■ **Exercise instructions**
Return the data that follows exactly. Include every line.

▼▼▼

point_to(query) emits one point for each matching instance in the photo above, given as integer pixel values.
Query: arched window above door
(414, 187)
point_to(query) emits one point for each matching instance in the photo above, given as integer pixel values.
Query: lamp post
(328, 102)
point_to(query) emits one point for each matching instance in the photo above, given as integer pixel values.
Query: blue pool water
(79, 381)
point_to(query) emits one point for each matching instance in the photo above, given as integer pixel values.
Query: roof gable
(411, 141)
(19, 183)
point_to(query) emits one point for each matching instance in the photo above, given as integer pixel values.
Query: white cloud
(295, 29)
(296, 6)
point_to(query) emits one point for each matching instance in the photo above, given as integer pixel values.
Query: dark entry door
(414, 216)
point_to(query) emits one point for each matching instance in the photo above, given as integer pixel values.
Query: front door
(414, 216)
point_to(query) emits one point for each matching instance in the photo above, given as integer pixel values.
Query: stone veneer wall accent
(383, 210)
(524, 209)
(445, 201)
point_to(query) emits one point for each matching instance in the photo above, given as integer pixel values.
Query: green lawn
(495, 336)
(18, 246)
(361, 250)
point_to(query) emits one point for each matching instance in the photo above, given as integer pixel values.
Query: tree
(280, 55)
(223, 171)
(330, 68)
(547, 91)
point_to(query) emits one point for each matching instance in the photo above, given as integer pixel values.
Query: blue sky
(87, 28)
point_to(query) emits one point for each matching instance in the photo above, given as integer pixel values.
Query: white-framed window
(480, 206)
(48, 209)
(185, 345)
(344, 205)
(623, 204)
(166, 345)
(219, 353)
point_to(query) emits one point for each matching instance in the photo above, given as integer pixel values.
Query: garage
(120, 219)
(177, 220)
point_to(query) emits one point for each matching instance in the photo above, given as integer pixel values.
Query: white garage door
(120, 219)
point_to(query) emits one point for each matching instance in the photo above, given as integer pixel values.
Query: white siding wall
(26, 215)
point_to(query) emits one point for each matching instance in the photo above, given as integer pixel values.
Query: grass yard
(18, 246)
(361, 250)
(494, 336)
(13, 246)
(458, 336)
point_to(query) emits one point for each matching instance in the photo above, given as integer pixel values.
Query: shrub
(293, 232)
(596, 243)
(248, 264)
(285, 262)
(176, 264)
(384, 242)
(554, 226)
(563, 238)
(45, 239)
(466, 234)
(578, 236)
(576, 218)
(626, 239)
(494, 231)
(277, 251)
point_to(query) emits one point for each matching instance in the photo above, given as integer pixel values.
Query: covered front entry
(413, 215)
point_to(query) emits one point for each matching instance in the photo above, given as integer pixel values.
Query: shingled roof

▲▲▲

■ **Result**
point_to(query) emits one point for each matching instance in the photo above, given as integer pixel values.
Query: arched window above door
(414, 187)
point_to(query) emits one point for each matching instance in the photo above, given as integer pixel values.
Query: lamp post
(328, 102)
point_to(query) emits one point for each matching instance in the photo above, given as integer pixel values.
Query: blue pool water
(79, 381)
point_to(query) emits one point for each matching instance in the photo above, given as integer pixel values.
Query: roof gable
(411, 141)
(19, 183)
point_to(query) emits one point for each matching instance in the photo above, given as integer pixel values.
Query: white cloud
(295, 29)
(296, 6)
point_to(query) emits one point for each matching instance in the photo above, given as integer pixel values.
Query: dark entry door
(414, 216)
point_to(query) emits one point for each matching instance in the photo above, given as integer pixel values.
Query: front door
(414, 216)
point_to(query) emits one point for each matching instance in the photo above, given as integer pixel values.
Query: stone veneer wall accent
(383, 210)
(524, 209)
(445, 201)
point_to(query) emits one point for each matching instance in the photo above, given as integer pixel values.
Query: green lawn
(495, 336)
(18, 246)
(361, 250)
point_to(query) emits one point for each matching instance in the photo above, given as integer pixel values.
Query: tree
(280, 55)
(223, 171)
(330, 68)
(547, 91)
point_to(query) emits one point for each matching instance in the photo above, given as integer pixel values.
Query: blue sky
(87, 28)
point_to(query) emits one point for each matching instance in the photo above, given as integer pixel values.
Query: white-framed window
(480, 206)
(48, 209)
(185, 345)
(344, 205)
(623, 204)
(166, 345)
(219, 353)
point_to(query) emits one point for each matching instance in the photo above, given as integer pixel values.
Query: garage
(120, 219)
(177, 220)
point_to(query) emits one point for each matching instance in the photo above, given as integer pixel values.
Query: white garage door
(120, 219)
point_to(query) emits one point for each matching instance in the photo above, given as integer pixel values.
Query: white siding wall
(26, 215)
point_to(query) emits one point for each matching instance in the photo above, given as integer pixel values.
Query: grass yard
(18, 246)
(361, 250)
(494, 336)
(13, 246)
(458, 336)
point_to(query) emits one point for each matching instance in the photo above, given as integer pixel values.
Query: shrub
(293, 232)
(596, 243)
(248, 264)
(285, 262)
(176, 264)
(384, 242)
(554, 226)
(563, 238)
(45, 239)
(466, 234)
(578, 236)
(576, 218)
(626, 239)
(494, 231)
(277, 251)
point_to(query) emits one point for each matching instance in the photo above, given as integer pixel values.
Query: covered front entry
(413, 215)
point_to(query) emits one point for each matching instance in the photo above, given as integer pixel values.
Query: shingled roof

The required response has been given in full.